#### Given entries:
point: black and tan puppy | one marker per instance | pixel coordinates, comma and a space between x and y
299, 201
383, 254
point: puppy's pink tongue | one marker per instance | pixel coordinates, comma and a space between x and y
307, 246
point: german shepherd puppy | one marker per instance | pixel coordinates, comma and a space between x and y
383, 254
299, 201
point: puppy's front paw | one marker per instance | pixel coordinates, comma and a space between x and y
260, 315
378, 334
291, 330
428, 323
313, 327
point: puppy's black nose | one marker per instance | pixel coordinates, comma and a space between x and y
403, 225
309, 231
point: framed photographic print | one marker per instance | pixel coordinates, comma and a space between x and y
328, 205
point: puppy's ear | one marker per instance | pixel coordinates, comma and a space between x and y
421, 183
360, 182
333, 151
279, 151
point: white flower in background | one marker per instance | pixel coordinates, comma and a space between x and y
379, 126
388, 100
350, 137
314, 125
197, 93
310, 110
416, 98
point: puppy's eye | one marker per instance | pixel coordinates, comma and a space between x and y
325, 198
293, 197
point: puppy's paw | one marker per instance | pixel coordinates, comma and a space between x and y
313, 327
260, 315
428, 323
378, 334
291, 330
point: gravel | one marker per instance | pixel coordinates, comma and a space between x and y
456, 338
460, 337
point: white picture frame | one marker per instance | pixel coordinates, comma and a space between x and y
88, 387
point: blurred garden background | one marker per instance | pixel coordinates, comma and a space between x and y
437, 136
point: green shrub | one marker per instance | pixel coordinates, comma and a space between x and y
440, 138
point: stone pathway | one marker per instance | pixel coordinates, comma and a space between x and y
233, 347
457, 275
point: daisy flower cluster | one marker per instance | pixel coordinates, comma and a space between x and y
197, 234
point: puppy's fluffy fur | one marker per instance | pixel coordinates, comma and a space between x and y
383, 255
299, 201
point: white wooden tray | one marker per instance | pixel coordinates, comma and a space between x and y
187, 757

#### Problem requirements:
Copy the entries above exactly, leaving none out.

#### Correct result:
point: black and tan puppy | one marker per instance | pixel coordinates, comma and a space between x and y
299, 201
383, 254
point: puppy's pink tongue | one marker per instance | pixel coordinates, comma and a space between x and y
307, 246
point: german shepherd puppy | one marker per instance | pixel coordinates, comma and a space between x and y
383, 254
299, 201
point: puppy's front paw | one marker per instance | pixel coordinates, comma and a space between x and y
260, 315
378, 334
291, 330
428, 323
313, 327
point: puppy's black nose | one marker per instance | pixel coordinates, comma and a space between x and y
403, 225
309, 231
point: framed photographic print | one marker per instance | pixel coordinates, comma and a space between x and y
328, 205
point: puppy's ear | one marker per instance | pixel coordinates, comma and a space between x and y
421, 183
360, 182
333, 151
279, 151
point: white flower in background | one marker per instance | pixel coordinates, comma and a space between x and y
379, 126
388, 100
350, 137
314, 125
197, 93
310, 110
416, 98
point: puppy's eye | one marker per instance | pixel coordinates, comma and a space between x and y
325, 198
293, 197
point: puppy's paw | one marker per instance | pixel coordinates, comma and a space between x and y
313, 327
260, 315
428, 323
378, 334
291, 330
point: gravel | one marker per instance | pixel coordinates, comma and a space between x and y
456, 338
460, 337
point: white picture frame | one marker per instance | pixel coordinates, comma and a space between x and y
88, 387
point: blurred garden background | one marker per instance | pixel coordinates, comma and a space between x and y
437, 136
point: green shrub | one marker per instance | pixel coordinates, comma and a space between x and y
440, 138
point: stone pathway | one marker per instance | pixel coordinates, comma and a space between x and y
233, 347
457, 275
point: daisy flower cluster | one marker per instance | pixel coordinates, comma and a space between x and y
197, 234
point: puppy's fluffy fur | one marker per instance | pixel coordinates, comma and a space between x and y
383, 255
299, 201
point: white wooden tray | one marker per instance | pixel coordinates, comma and a space between x and y
187, 757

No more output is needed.